» Given problem: Filter the records below, keeping only the lines that contain the word "shredded", and copy each kept line in full.

[Entries drawn from a collection]
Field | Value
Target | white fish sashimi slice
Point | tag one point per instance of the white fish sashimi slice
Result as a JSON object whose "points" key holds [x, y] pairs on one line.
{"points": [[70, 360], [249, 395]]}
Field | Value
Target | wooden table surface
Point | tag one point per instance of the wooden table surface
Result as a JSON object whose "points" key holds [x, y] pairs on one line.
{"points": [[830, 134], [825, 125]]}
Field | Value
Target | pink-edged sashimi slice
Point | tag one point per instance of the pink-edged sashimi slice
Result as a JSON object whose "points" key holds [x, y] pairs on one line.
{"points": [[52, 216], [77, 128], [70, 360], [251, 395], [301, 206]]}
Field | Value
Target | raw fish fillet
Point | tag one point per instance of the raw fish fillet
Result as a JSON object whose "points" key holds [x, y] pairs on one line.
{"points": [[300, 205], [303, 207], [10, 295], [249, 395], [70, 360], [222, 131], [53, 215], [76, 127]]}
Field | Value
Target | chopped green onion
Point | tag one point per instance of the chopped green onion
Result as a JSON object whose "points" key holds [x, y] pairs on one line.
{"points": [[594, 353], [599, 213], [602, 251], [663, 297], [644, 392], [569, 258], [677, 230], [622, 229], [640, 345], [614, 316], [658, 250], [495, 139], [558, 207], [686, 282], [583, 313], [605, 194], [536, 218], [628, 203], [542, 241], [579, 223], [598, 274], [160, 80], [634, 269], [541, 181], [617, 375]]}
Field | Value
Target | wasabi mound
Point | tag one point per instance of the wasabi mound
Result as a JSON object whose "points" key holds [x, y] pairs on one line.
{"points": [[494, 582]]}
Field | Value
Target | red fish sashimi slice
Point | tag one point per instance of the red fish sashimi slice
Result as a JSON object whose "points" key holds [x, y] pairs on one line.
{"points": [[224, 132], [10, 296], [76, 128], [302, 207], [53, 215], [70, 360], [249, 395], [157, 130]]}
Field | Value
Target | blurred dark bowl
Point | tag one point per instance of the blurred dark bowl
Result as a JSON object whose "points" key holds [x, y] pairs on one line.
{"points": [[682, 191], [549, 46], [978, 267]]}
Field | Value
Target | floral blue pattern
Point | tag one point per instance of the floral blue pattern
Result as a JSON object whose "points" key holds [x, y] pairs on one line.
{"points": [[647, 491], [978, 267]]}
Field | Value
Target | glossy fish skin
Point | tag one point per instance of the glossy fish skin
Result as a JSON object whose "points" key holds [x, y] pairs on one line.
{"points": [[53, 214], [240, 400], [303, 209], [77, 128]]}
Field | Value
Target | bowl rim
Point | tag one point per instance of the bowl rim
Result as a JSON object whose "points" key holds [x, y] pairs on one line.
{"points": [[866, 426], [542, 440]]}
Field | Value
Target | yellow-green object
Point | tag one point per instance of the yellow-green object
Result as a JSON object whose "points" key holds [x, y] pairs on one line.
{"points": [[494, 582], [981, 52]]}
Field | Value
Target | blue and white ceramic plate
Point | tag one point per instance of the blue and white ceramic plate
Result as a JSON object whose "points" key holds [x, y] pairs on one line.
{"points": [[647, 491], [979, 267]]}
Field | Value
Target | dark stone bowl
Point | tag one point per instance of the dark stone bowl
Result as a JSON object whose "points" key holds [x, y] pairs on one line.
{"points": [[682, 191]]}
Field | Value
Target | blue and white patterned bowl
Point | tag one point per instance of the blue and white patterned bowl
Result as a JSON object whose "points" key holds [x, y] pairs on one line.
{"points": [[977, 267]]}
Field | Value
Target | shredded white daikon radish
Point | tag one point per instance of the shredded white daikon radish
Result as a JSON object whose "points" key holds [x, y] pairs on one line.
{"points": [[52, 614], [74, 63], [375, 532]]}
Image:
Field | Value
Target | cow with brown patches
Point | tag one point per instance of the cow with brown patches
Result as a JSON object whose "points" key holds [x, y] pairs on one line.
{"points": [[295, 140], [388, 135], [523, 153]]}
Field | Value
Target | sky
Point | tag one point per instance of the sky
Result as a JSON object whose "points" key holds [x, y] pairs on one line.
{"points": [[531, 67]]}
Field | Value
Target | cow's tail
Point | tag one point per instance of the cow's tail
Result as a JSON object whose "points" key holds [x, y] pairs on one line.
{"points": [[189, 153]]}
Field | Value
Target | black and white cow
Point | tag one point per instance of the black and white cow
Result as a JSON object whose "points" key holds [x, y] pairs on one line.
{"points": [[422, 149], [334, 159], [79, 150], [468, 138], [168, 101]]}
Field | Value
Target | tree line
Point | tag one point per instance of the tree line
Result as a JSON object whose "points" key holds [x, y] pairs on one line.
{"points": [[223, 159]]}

» Result for this exercise:
Target | shredded white daikon radish
Point | tag one point per instance of the shredded white daikon radish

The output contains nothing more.